Open vSwitch with AF_XDP

This document describes how to build and install Open vSwitch using AF_XDP netdev.

Warning

The AF_XDP support of Open vSwitch is considered ‘experimental’.

Introduction

AF_XDP, Address Family of the eXpress Data Path, is a new Linux socket type built upon the eBPF and XDP technology. It is aims to have comparable performance to DPDK but cooperate better with existing kernel’s networking stack. An AF_XDP socket receives and sends packets from an eBPF/XDP program attached to the netdev, by-passing a couple of Linux kernel’s subsystems. As a result, AF_XDP socket shows much better performance than AF_PACKET. For more details about AF_XDP, please see linux kernel’s Documentation/networking/af_xdp.rst

AF_XDP Netdev

OVS has a couple of netdev types, i.e., system, tap, or dpdk. The AF_XDP feature adds a new netdev types called “afxdp”, and implement its configuration, packet reception, and transmit functions. Since the AF_XDP socket, called xsk, operates in userspace, once ovs-vswitchd receives packets from xsk, the afxdp netdev re-uses the existing userspace dpif-netdev datapath. As a result, most of the packet processing happens at the userspace instead of linux kernel.

* **DATA EXTRACT**
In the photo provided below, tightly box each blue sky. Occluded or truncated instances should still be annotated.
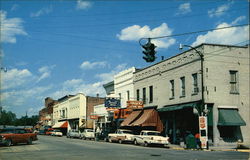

* **WHAT YOU SHOULD DO**
Answer these questions about the Open vSwitch AF_XDP page:
1. How is the AF_XDP support of Open vSwitch considered?
2. Compared with AF_PACKET, how does an AF_XDP socket perform?
3. What is the new netdev type added by the AF_XDP feature called?
Use only the Open vSwitch AF_XDP page, not the data.

* **OUTPUT OF THE TASK**
1. Experimental.
2. Much better.
3. "afxdp".